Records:
- - - -

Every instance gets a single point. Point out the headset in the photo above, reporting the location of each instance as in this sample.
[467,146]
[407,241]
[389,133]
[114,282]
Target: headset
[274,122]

- - - -

Exercise brief:
Put each line of the entries above into a JSON list of strings, one string per line. Leave out any blank lines.

Task result:
[
  "Every instance gets a single point. Point out the headset in the photo above, reporting the location of each instance as in this sample.",
  "[467,146]",
  "[407,241]",
  "[389,133]",
  "[114,282]",
  "Target: headset",
  "[274,122]"
]